(Stored records)
───
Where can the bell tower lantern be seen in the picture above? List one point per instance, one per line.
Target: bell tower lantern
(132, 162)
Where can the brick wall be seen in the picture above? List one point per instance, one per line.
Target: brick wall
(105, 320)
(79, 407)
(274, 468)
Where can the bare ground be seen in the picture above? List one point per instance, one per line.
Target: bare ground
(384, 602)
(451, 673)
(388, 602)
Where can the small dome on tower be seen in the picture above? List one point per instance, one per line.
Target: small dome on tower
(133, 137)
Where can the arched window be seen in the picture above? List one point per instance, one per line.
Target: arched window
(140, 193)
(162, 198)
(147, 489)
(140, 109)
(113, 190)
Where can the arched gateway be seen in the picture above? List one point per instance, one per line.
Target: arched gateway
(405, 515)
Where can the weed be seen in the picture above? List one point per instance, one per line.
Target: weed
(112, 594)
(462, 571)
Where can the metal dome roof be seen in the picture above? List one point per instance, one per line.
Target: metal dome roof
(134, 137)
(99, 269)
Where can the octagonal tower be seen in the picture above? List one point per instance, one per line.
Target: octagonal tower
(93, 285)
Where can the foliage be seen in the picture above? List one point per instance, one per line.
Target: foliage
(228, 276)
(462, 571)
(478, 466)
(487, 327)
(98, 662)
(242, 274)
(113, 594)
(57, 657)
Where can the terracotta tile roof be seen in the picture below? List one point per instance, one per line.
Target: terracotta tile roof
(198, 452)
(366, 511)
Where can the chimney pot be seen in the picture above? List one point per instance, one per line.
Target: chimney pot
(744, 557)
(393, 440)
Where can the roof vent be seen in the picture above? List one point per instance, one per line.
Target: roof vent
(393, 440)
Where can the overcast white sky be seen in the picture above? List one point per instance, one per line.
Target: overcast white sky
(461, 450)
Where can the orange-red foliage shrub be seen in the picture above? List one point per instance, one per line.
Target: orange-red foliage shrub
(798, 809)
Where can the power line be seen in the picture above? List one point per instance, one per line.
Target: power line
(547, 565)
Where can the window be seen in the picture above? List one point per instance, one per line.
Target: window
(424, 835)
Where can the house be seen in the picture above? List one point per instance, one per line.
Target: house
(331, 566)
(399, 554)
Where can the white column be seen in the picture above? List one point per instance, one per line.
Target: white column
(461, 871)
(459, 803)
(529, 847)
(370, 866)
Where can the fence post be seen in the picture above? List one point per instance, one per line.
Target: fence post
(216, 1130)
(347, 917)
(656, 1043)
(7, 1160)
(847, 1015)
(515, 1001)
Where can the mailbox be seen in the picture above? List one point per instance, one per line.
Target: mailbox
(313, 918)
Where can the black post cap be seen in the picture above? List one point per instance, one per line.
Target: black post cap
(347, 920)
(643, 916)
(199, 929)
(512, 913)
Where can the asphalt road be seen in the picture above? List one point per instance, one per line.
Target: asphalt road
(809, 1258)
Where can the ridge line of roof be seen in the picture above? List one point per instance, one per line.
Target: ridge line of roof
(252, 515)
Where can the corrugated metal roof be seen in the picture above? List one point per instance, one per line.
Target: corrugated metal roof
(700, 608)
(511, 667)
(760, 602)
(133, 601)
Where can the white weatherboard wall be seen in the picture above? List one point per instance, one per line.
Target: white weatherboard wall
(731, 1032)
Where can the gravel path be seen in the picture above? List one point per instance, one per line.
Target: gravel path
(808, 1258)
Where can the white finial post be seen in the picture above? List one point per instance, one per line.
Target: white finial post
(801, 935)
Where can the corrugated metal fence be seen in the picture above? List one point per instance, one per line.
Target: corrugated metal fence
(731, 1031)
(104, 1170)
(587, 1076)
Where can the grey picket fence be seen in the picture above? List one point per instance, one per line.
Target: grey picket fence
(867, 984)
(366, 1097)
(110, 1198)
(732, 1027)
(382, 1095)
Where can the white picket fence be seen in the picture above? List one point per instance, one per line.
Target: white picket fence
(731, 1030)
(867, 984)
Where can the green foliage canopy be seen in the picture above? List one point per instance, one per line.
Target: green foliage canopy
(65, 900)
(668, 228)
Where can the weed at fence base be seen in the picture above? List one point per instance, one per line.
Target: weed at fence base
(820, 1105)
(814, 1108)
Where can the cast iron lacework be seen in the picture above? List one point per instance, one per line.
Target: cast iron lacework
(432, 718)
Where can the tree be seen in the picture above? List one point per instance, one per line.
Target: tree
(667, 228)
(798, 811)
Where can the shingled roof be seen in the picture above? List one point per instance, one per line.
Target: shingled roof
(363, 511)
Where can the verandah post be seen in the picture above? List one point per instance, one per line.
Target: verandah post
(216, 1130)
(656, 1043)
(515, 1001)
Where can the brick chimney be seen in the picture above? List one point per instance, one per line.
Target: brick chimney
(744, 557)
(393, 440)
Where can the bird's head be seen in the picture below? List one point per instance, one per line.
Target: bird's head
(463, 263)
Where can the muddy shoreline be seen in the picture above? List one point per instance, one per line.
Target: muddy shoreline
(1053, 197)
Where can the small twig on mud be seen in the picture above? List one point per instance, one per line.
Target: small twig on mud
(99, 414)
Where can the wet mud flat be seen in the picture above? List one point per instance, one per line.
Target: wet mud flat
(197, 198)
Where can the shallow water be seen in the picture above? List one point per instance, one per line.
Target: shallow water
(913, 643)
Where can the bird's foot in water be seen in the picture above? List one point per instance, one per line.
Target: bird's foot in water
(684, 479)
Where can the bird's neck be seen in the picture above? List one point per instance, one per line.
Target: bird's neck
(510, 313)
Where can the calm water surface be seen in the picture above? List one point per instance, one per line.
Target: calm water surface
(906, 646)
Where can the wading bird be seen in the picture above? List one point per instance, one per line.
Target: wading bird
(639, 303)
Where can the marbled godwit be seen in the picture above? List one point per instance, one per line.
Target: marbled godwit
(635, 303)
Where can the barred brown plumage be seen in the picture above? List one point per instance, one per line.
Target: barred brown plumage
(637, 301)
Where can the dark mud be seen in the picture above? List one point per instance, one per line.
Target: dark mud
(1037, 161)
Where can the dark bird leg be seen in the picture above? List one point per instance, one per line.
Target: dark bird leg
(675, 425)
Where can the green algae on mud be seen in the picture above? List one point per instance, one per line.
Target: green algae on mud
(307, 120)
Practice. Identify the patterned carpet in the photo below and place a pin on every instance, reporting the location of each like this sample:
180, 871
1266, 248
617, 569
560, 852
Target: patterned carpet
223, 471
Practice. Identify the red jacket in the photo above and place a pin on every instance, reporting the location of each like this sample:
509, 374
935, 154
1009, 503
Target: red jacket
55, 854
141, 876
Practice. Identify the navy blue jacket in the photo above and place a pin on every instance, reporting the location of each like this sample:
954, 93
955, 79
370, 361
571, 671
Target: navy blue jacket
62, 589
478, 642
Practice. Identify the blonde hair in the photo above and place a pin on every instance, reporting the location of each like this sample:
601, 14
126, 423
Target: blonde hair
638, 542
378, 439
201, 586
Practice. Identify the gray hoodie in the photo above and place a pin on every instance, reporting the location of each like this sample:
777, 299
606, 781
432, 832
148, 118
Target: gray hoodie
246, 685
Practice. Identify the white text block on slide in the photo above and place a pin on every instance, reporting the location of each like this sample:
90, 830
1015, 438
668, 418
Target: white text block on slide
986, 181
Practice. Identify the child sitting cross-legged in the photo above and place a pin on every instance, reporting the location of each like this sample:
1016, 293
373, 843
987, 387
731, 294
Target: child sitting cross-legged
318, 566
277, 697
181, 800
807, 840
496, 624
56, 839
───
• [The problem]:
Convert the entries from the line containing "Where can the corrugated metal roof" up to and including the line containing "(731, 1032)" into a numbered list, omitting any blank lines.

• [Correct response]:
1. Where can the corrugated metal roof be seen in the picture above? List one point per instance, one per line.
2. Target: corrugated metal roof
3. (700, 608)
4. (511, 667)
5. (760, 602)
6. (133, 601)
7. Where can the white weatherboard wall be seen in the picture above? List one point per instance, one per line.
8. Target: white weatherboard wall
9. (731, 1032)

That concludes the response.